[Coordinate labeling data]

■ ■ ■ ■ ■

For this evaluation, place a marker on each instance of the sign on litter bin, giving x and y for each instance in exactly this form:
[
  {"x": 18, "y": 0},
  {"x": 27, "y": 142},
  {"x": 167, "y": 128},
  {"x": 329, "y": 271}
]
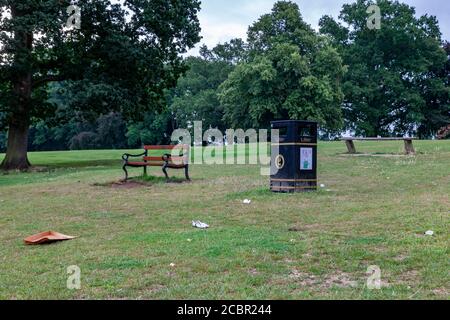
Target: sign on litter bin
[{"x": 294, "y": 157}]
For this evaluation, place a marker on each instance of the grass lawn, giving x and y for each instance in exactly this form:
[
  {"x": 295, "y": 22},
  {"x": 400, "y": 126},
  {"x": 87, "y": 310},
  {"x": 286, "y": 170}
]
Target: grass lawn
[{"x": 374, "y": 210}]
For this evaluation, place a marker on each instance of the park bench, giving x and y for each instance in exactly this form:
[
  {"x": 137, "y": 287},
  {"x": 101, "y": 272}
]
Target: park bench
[
  {"x": 409, "y": 147},
  {"x": 165, "y": 161}
]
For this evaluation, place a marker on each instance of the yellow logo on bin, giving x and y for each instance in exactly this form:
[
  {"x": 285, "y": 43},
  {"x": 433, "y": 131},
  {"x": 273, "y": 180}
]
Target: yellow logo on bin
[{"x": 279, "y": 162}]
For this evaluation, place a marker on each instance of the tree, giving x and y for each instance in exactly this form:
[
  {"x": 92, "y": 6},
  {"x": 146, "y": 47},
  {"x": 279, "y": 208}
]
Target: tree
[
  {"x": 196, "y": 96},
  {"x": 112, "y": 63},
  {"x": 290, "y": 73},
  {"x": 395, "y": 82}
]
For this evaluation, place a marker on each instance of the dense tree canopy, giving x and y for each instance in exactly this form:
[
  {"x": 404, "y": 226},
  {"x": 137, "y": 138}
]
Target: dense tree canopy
[
  {"x": 290, "y": 73},
  {"x": 112, "y": 63}
]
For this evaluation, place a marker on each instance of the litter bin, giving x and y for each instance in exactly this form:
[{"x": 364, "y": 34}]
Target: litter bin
[{"x": 294, "y": 157}]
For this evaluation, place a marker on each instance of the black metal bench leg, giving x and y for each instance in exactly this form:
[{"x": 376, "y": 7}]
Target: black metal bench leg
[
  {"x": 165, "y": 171},
  {"x": 186, "y": 173},
  {"x": 126, "y": 172}
]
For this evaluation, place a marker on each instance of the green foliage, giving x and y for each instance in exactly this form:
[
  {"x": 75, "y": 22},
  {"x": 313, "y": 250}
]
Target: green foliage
[
  {"x": 122, "y": 59},
  {"x": 195, "y": 98},
  {"x": 396, "y": 78},
  {"x": 291, "y": 73}
]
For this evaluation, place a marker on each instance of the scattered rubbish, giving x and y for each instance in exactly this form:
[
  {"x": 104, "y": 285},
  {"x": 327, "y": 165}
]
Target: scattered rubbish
[
  {"x": 200, "y": 225},
  {"x": 47, "y": 237}
]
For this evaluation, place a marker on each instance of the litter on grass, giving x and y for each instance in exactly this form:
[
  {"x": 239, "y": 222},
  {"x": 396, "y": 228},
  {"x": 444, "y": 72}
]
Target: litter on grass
[
  {"x": 200, "y": 225},
  {"x": 47, "y": 237}
]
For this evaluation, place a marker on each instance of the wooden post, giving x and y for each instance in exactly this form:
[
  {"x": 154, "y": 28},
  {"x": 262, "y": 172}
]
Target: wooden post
[
  {"x": 409, "y": 147},
  {"x": 350, "y": 146}
]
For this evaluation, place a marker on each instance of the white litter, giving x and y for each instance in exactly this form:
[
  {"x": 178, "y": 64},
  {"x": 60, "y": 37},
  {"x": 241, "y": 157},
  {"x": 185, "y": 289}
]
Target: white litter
[{"x": 199, "y": 224}]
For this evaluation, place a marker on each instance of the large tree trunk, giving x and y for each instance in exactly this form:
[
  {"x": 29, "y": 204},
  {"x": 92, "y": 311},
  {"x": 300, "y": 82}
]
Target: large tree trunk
[
  {"x": 16, "y": 153},
  {"x": 16, "y": 150}
]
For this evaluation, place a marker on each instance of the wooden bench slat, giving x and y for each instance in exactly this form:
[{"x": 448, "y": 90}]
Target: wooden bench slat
[
  {"x": 161, "y": 159},
  {"x": 171, "y": 147},
  {"x": 175, "y": 162},
  {"x": 376, "y": 139},
  {"x": 409, "y": 147}
]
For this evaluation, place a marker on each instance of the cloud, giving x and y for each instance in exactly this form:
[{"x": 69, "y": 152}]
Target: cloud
[{"x": 223, "y": 20}]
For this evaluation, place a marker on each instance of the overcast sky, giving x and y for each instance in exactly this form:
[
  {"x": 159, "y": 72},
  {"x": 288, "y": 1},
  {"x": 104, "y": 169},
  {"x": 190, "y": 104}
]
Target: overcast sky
[{"x": 222, "y": 20}]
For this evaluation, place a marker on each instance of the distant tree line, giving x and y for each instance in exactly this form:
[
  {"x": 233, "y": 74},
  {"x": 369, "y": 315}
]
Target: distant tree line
[{"x": 388, "y": 81}]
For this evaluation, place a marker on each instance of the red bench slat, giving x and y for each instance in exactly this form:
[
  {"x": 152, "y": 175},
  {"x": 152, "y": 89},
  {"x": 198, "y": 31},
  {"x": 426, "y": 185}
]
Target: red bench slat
[
  {"x": 160, "y": 158},
  {"x": 180, "y": 146}
]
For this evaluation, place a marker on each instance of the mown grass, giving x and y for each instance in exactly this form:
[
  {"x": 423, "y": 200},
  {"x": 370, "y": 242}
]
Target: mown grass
[{"x": 374, "y": 210}]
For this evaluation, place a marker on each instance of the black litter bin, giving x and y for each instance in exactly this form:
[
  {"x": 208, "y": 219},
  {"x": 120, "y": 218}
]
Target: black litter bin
[{"x": 294, "y": 157}]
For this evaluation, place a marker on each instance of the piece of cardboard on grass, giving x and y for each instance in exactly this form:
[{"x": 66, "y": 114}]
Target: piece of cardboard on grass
[{"x": 47, "y": 237}]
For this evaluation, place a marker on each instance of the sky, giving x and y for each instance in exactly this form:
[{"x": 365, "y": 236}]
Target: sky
[{"x": 222, "y": 20}]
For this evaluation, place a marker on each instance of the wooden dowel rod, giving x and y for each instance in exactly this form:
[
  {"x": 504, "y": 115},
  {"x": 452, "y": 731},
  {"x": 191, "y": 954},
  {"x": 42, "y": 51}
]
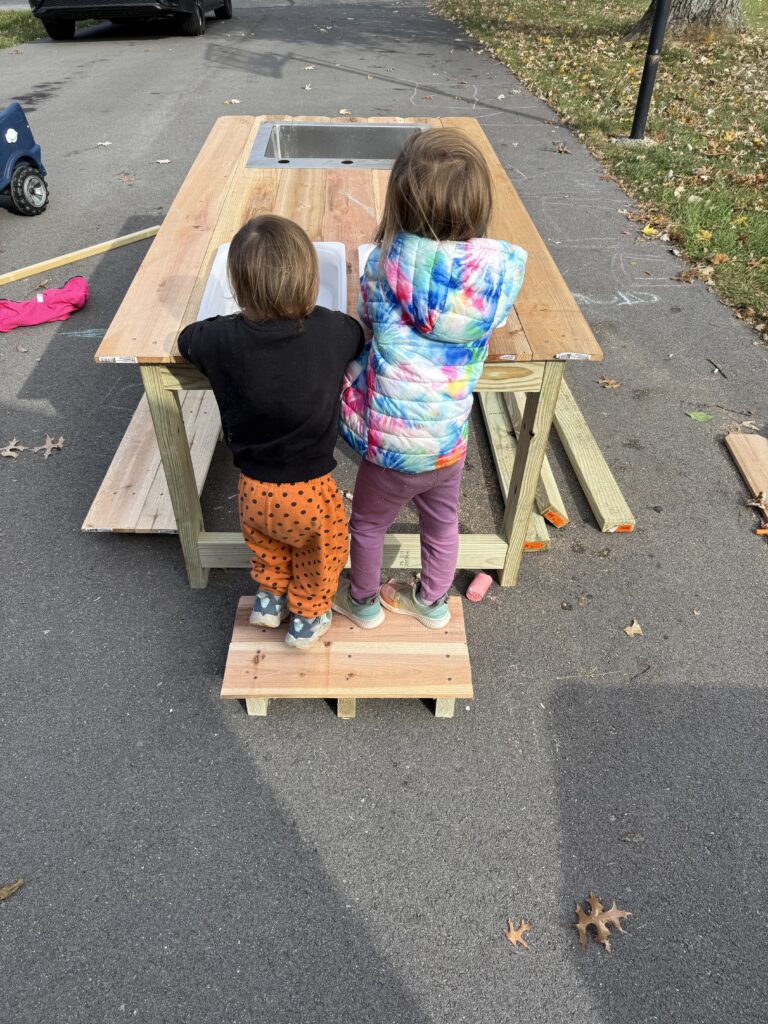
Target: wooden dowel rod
[{"x": 78, "y": 254}]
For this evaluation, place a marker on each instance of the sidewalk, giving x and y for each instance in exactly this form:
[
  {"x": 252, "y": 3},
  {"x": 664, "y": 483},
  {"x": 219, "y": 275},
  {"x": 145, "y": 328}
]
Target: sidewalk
[{"x": 186, "y": 863}]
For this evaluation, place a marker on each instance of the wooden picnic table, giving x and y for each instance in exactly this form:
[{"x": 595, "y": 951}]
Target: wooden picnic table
[{"x": 526, "y": 356}]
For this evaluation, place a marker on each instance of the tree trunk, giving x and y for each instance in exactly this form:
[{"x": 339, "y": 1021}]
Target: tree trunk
[{"x": 686, "y": 13}]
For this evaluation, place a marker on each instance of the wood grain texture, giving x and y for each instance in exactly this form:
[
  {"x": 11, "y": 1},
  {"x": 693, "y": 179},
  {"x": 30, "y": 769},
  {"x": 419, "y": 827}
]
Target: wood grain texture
[
  {"x": 400, "y": 658},
  {"x": 133, "y": 497},
  {"x": 750, "y": 452},
  {"x": 220, "y": 193},
  {"x": 531, "y": 446},
  {"x": 166, "y": 415},
  {"x": 504, "y": 449},
  {"x": 551, "y": 321},
  {"x": 606, "y": 501},
  {"x": 548, "y": 498},
  {"x": 476, "y": 551},
  {"x": 151, "y": 315}
]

■ ■ ■ ■ ■

Leave out the pictures and repeat everything else in the records exactly.

For this evaluation, place a marker on each instance of the sign on litter bin, giving x and y for each instance in exactly this form:
[
  {"x": 18, "y": 0},
  {"x": 27, "y": 142},
  {"x": 167, "y": 128},
  {"x": 329, "y": 271}
]
Target: sign on litter bin
[{"x": 294, "y": 157}]
For this evaluation, place a marker on each instance of the grass lawn, giving x and y for each instance in exactly this form:
[
  {"x": 295, "y": 22},
  {"x": 400, "y": 126},
  {"x": 87, "y": 310},
  {"x": 286, "y": 170}
]
Target: grass lawn
[{"x": 374, "y": 210}]
For this evaluation, place a marker on each instance of the park bench, giving x and y for each instance in exactly this form:
[
  {"x": 137, "y": 287},
  {"x": 101, "y": 272}
]
Target: park bench
[
  {"x": 409, "y": 147},
  {"x": 165, "y": 161}
]
For this evaluation, place a marker on each instance of the yellow logo on bin, giving x and y for each instance in exactly this form:
[
  {"x": 285, "y": 43},
  {"x": 433, "y": 131},
  {"x": 273, "y": 180}
]
Target: yellow logo on bin
[{"x": 279, "y": 162}]
For this evaluation, place a marker on each instance of the tree, giving x and y for each instance in exactly this form:
[
  {"x": 92, "y": 6},
  {"x": 146, "y": 47},
  {"x": 279, "y": 208}
]
Target: tree
[
  {"x": 196, "y": 96},
  {"x": 112, "y": 63},
  {"x": 290, "y": 73},
  {"x": 395, "y": 82}
]
For this evaluation, place a marker on each instance of the dense tree canopy, giving x and y for each instance in exactly this form:
[
  {"x": 404, "y": 226},
  {"x": 137, "y": 138}
]
Target: dense tree canopy
[
  {"x": 290, "y": 73},
  {"x": 112, "y": 63}
]
For this evaluation, place a marker on each instance of the litter bin, giving x and y for each instance in exactly this form:
[{"x": 364, "y": 34}]
Target: litter bin
[{"x": 294, "y": 157}]
For this evaluation, place a marker on each instance of the black metal bench leg, giving x and y for each instance in exactly this form:
[{"x": 376, "y": 7}]
Target: black metal bench leg
[
  {"x": 165, "y": 171},
  {"x": 186, "y": 173},
  {"x": 126, "y": 172}
]
For this evaluation, place a marker on each instance of the green foliage, giving x and y for each instance in exactly this form:
[
  {"x": 75, "y": 22},
  {"x": 313, "y": 250}
]
Target: green foliage
[
  {"x": 122, "y": 59},
  {"x": 195, "y": 98},
  {"x": 396, "y": 78},
  {"x": 291, "y": 73}
]
For this evaluation, place a marker on each instance of the scattered rubbish, giving x and y for each instance in exactly this form:
[
  {"x": 104, "y": 285},
  {"x": 327, "y": 165}
]
Target: scattered rubbish
[
  {"x": 200, "y": 225},
  {"x": 47, "y": 237}
]
For this evaluation, place a marker on each instance of the litter on grass, giving x and y for each instance in exactly this form:
[
  {"x": 239, "y": 222},
  {"x": 396, "y": 228},
  {"x": 444, "y": 72}
]
Target: litter on grass
[
  {"x": 200, "y": 225},
  {"x": 47, "y": 237}
]
For this evaluation, place a marker on each instance of the wooden post, giving x and y for each instance in exactly this form:
[
  {"x": 154, "y": 28},
  {"x": 262, "y": 172}
]
Target: wooden post
[
  {"x": 409, "y": 147},
  {"x": 350, "y": 146}
]
For this evaluation, place a marker on each instance of the white litter, giving x and y for each instance in exactly this form:
[
  {"x": 178, "y": 64},
  {"x": 60, "y": 37},
  {"x": 241, "y": 157},
  {"x": 185, "y": 289}
]
Target: white litter
[{"x": 199, "y": 224}]
For this evaluation, place a marker on each instance of the large tree trunk, giving x and y for each instance in exactly this form:
[
  {"x": 29, "y": 204},
  {"x": 92, "y": 311},
  {"x": 300, "y": 82}
]
Target: large tree trunk
[
  {"x": 16, "y": 153},
  {"x": 16, "y": 150}
]
For this evaluation, place a marker on each instance of the wooden bench slat, giving x and y for each instance in exactly this form:
[{"x": 448, "y": 90}]
Target: wooden bench slat
[
  {"x": 161, "y": 159},
  {"x": 171, "y": 147},
  {"x": 175, "y": 162},
  {"x": 376, "y": 139},
  {"x": 409, "y": 147}
]
For this evaluation, place a marker on each instance of the cloud, giving x and y for each instance in exactly this form:
[{"x": 69, "y": 152}]
Target: cloud
[{"x": 223, "y": 20}]
For this evaluation, place a marker on each instance of the overcast sky, giving x and y for each instance in exactly this form:
[
  {"x": 159, "y": 72},
  {"x": 288, "y": 1},
  {"x": 104, "y": 169},
  {"x": 190, "y": 104}
]
Target: overcast sky
[{"x": 222, "y": 20}]
For this evaluation, place a marker on each instance of the distant tree line, giving x and y for each instance in exactly this form:
[
  {"x": 233, "y": 74},
  {"x": 369, "y": 315}
]
Target: distant tree line
[{"x": 388, "y": 81}]
For this evaluation, place a marker on each instance of the red bench slat, giving x and y for each instance in exactly this form:
[
  {"x": 152, "y": 175},
  {"x": 152, "y": 89},
  {"x": 198, "y": 31},
  {"x": 426, "y": 185}
]
Target: red bench slat
[
  {"x": 160, "y": 158},
  {"x": 180, "y": 146}
]
For this evaluation, place a marker on each instance of the mown grass, giving x and y for each instance in exactly this form:
[
  {"x": 423, "y": 200},
  {"x": 370, "y": 242}
]
Target: mown grass
[{"x": 374, "y": 210}]
For this evaluation, place a marker on each instance of the black litter bin, giving x and y for each instance in exactly this form:
[
  {"x": 208, "y": 219},
  {"x": 120, "y": 218}
]
Target: black litter bin
[{"x": 294, "y": 157}]
For this evaluation, place a marker on each instance of the piece of cardboard on grass, giving x and y for each instance in exactly this form:
[{"x": 66, "y": 114}]
Target: piece of cardboard on grass
[{"x": 47, "y": 237}]
For this evaluation, place a marker on each instance of the sky, giving x and y for each instance in exactly this form:
[{"x": 365, "y": 236}]
Target: sky
[{"x": 222, "y": 20}]
For this evaluation, place a marker on each instance of the wooden dowel rod, giving x and y for each instance in exactly this form:
[
  {"x": 504, "y": 115},
  {"x": 452, "y": 731},
  {"x": 191, "y": 954},
  {"x": 42, "y": 51}
]
Target: wooden dowel rod
[{"x": 78, "y": 254}]
For this evaluation, place a marker on each instance of the sidewalk, giving x and y for each instance in exactly this form:
[
  {"x": 252, "y": 3},
  {"x": 664, "y": 483},
  {"x": 219, "y": 275},
  {"x": 145, "y": 328}
]
Target: sidewalk
[{"x": 186, "y": 863}]
For this evaluation, place a marker on each instance of the wooden picnic table, giving x and y for each instance in exactly this form:
[{"x": 595, "y": 951}]
Target: wooden picnic table
[{"x": 526, "y": 356}]
For this evaluation, place a marker on each instance of the tree trunk, giving x and y for each instance in exactly this form:
[{"x": 339, "y": 1021}]
Target: tree trunk
[{"x": 686, "y": 13}]
For this evaluation, place a marker on each instance of the wood grain texture, giving x and y for each instance in exactly this form:
[
  {"x": 11, "y": 1},
  {"x": 693, "y": 179},
  {"x": 30, "y": 769},
  {"x": 419, "y": 827}
]
Target: wood grain texture
[
  {"x": 400, "y": 658},
  {"x": 133, "y": 497},
  {"x": 750, "y": 452},
  {"x": 220, "y": 193},
  {"x": 531, "y": 446},
  {"x": 166, "y": 415},
  {"x": 504, "y": 449},
  {"x": 551, "y": 321},
  {"x": 606, "y": 501},
  {"x": 548, "y": 498},
  {"x": 476, "y": 551},
  {"x": 151, "y": 315}
]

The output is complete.